OPDRACHT 1:
Vertaal uit de tekst over kritiek op de overheid de volgende zin in het Engels: "Nee, veel mensen hebben geen enkel vertrouwen meer in de overheid en in politici."
OPDRACHT 2:
Zet de tekst over kritiek op de overheid voort na de laatste zin.
----- BRONTEKST
Afgeven op de overheid is in. Je hoeft niet lang op sociale media rond te kijken voor je mensen tegenkomt die dag in dag uit zware kritiek op de overheid spuien. Politici zijn graaiers en bedriegers, die alleen hun eigen belangen dienen, die het volk uitknijpen en onderdrukken of die meewerken aan schimmige complotten om de democratie om zeep te helpen. Nee, veel mensen hebben geen enkel vertrouwen meer in de overheid en in politici.
Ook veel christenen doen hier aan mee. Je kunt zelfs heel wat mensen tegenkomen, op sociale media, maar ook in het ‘echte’ leven, die aan de ene kant de klassieke christelijke standpunten over Schriftgezag, man/vrouw-verhoudingen of schepping en evolutie verdedigen, maar aan de andere kant felle kritiek op de overheid uiten en zonder enig respect over politici praten. Zelfs christelijke politici moeten het soms bij hen ontgelden.
Nu kan het heel interessant zijn om je af te vragen hoe dat komt. Hoe kan het dat juist conservatieve, Bijbelgetrouwe christenen extra vatbaar lijken te zijn voor de neiging om zo af te geven op de overheid? En natuurlijk ligt het dan voor de hand om te wijzen op de steeds diepere kloof die er gaapt tussen de Bijbel en de ethische opvattingen die door de overheid worden uitgedragen. Het is geen wonder dat Bijbelgetrouwe christenen zich geregeld buitengesloten en in het nauw gedreven voelen. De neiging om je dan te gaan afzetten is best begrijpelijk. Soms betrap ik ook mezelf erop.
----------
----- GEGEVENSSET
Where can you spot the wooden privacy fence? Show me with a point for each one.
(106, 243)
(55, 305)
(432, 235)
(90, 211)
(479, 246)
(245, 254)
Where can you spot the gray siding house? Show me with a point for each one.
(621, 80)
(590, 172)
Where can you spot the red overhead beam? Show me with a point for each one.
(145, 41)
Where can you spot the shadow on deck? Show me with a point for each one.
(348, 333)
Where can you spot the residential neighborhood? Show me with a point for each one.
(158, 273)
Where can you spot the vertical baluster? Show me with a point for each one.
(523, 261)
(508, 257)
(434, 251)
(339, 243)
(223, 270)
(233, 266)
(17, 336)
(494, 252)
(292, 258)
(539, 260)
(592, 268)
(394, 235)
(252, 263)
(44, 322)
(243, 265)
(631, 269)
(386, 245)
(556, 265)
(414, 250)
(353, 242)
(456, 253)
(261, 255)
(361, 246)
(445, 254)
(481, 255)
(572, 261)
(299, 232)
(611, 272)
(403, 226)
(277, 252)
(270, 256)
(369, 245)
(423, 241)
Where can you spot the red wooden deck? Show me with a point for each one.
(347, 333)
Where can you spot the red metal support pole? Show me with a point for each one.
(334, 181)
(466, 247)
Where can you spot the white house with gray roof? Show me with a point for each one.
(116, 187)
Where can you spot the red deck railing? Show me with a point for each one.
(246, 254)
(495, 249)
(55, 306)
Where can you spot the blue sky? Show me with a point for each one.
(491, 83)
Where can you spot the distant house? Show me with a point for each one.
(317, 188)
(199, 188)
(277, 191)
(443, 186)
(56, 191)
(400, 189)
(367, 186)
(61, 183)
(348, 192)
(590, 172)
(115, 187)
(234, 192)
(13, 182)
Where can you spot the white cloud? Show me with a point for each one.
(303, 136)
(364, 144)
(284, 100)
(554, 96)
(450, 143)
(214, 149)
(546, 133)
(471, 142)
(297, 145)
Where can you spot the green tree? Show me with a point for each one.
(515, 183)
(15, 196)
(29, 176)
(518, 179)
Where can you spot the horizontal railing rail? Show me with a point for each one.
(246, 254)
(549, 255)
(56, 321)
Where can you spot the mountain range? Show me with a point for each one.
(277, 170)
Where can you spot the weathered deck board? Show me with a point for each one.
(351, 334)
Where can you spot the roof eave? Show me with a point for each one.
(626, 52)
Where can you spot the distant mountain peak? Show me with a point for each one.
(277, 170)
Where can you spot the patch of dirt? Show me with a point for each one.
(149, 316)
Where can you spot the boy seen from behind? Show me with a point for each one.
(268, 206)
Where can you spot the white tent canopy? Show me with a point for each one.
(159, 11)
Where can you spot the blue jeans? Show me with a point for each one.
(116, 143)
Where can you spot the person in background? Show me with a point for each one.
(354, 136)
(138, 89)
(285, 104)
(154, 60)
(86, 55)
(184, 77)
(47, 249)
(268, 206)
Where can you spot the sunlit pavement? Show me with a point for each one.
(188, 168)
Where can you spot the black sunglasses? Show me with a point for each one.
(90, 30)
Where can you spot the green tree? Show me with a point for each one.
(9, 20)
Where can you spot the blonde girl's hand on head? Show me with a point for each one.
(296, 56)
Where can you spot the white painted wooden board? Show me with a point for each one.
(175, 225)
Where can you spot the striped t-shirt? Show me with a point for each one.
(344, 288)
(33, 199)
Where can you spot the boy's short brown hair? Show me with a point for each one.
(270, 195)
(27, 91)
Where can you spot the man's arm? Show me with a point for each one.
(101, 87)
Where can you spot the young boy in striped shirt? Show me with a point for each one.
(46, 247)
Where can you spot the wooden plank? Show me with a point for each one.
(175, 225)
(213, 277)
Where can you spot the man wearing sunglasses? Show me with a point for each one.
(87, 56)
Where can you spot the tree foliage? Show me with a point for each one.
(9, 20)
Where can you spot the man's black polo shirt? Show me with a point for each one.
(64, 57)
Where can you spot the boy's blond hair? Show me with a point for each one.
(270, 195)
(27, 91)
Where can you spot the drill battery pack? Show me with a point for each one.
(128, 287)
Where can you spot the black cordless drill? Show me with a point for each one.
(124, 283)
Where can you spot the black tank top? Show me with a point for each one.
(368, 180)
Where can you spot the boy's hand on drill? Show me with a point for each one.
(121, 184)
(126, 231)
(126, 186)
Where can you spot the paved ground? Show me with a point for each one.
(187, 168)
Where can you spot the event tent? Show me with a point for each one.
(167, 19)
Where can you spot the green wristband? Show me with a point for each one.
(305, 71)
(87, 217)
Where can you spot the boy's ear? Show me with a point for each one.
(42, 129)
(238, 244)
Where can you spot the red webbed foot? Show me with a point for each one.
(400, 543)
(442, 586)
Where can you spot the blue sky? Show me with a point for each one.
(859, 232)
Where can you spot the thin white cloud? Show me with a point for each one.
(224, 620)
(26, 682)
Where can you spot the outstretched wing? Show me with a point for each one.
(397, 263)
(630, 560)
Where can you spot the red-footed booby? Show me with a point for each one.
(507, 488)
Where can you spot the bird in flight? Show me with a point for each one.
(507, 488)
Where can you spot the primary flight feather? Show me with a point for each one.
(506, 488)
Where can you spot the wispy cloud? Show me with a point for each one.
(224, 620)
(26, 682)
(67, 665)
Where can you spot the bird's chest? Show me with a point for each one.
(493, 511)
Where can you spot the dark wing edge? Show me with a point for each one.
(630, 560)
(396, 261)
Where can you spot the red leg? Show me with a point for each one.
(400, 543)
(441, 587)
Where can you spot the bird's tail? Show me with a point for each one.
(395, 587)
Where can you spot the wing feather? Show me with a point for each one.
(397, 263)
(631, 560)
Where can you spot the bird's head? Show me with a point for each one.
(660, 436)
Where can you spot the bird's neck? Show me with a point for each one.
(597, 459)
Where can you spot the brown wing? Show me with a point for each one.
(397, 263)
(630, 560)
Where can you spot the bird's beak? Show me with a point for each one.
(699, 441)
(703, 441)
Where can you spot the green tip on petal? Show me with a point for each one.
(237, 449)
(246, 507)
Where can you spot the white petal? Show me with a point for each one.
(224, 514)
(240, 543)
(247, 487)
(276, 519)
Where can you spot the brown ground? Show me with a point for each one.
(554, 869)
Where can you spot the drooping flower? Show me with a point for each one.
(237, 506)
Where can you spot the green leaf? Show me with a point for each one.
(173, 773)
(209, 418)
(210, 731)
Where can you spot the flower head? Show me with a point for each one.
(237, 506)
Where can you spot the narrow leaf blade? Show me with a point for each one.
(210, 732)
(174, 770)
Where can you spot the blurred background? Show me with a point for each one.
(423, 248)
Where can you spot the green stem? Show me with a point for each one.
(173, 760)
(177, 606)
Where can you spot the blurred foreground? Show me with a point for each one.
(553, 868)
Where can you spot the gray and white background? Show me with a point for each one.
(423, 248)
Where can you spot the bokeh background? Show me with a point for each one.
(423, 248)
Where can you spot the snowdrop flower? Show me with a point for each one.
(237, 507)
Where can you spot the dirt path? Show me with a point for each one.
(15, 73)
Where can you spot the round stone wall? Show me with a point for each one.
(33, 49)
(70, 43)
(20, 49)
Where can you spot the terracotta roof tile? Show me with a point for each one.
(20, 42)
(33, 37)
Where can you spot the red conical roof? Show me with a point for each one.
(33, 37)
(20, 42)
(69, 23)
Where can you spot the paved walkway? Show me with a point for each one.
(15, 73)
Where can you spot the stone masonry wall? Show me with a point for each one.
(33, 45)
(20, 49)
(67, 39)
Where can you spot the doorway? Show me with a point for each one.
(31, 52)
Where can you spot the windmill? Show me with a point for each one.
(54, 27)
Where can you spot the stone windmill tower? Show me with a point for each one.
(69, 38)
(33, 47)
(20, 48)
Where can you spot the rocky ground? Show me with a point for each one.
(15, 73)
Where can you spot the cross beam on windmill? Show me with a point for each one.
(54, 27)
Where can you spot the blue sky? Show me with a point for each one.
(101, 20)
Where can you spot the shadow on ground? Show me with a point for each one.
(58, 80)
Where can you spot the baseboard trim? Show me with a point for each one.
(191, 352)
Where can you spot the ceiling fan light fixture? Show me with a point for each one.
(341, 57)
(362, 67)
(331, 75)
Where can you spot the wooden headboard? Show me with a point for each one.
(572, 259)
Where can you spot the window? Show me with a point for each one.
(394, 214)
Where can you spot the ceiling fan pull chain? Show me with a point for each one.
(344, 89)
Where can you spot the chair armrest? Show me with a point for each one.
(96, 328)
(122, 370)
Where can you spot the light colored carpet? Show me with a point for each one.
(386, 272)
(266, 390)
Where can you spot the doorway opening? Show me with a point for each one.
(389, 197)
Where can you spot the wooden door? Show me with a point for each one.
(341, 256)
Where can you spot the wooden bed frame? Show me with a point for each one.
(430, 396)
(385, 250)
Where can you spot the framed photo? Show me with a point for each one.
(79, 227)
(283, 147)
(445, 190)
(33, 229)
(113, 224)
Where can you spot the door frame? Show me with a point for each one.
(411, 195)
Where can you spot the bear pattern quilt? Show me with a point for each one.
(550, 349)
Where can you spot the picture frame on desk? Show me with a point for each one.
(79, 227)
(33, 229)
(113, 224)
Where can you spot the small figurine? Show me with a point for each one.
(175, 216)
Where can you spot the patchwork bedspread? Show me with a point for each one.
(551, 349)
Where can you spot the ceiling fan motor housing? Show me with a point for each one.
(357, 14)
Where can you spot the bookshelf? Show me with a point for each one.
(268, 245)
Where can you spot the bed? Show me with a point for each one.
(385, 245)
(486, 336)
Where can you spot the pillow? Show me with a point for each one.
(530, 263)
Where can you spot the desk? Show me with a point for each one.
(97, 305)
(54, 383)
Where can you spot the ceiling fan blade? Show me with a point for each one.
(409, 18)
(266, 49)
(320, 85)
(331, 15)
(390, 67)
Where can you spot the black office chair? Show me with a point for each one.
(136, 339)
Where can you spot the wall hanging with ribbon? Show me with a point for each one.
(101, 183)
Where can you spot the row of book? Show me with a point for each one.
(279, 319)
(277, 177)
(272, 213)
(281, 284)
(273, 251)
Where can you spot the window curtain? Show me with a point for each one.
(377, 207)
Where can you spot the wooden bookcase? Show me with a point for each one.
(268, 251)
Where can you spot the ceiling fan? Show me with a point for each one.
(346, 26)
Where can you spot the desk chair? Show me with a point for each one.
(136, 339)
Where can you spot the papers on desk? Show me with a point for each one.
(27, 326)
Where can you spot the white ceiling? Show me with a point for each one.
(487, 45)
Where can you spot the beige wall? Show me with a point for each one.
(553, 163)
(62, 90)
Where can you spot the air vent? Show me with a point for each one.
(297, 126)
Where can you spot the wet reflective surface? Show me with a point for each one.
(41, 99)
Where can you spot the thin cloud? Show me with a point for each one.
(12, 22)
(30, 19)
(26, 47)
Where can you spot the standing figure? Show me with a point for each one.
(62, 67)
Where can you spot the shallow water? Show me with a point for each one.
----------
VERWACHT ANTWOORD 1:
No, many people no longer have any trust at all in the government and in politicians.

VERWACHT ANTWOORD 2:
Maar is het ook goed? Past zo’n houding bij christenen die juist in alles trouw willen blijven aan de Bijbel? Is dit wat God van ons vraagt?
Het antwoord op die vraag moet volgens mij een luid en duidelijk nee zijn.
De Bijbel wijst ons een heel andere weg. Neem nu de eerste brief van Paulus aan zijn trouwe medewerker Timotheüs. Timotheüs verblijft in Efeze. In opdracht van Paulus werkt hij daar aan de opbouw van de nog jonge gemeente. En in zijn brief geeft Paulus hem instructies voor wat hij de mensen in Efeze moet leren. Een van de eerste dingen die Paulus noemt, is dat Timotheüs de gemeente in Efeze moet leren om te bidden voor alle mensen. En dan noemt hij speciaal ook ‘koningen en allen die in een hoge positie zijn’ (1 Timotheüs 2:2), de overheid dus.
Paulus noemt er ook een reden bij: ‘opdat wij een rustig en stil leven leiden in alle vroomheid en waardigheid.’ Meestal wordt dat zo uitgelegd: we moeten God vragen of Hij ervoor wil zorgen dat de overheid ons als christenen met rust laat en ons de ruimte geeft om vroom te leven. Maar in de volgende verzen geeft Paulus nog een andere reden waarom wij moeten bidden voor alle mensen, onder wie dus de de overheid: God wil dat alle mensen gered worden.
Als je dan daarbij bedenkt dat het woordje ‘voor’ in ‘bidden voor’ hier zoiets betekent als ’ten behoeve van’ of ‘namens’, dan ligt het veel meer voor de hand dat Paulus bedoelt dat we moeten bidden of God alle mensen, ook koningen en hooggeplaatsten, wil redden. We moeten niet voor de overheid bidden in ons eigen belang, zodat wij een stil rustig leven kunnen leiden, maar in hún belang: ook de ministers en leden van de Tweede Kamer moeten gered worden. Dát is wat God wil. Daar moeten we om vragen. Daarom moeten we voorbede doen namens hen.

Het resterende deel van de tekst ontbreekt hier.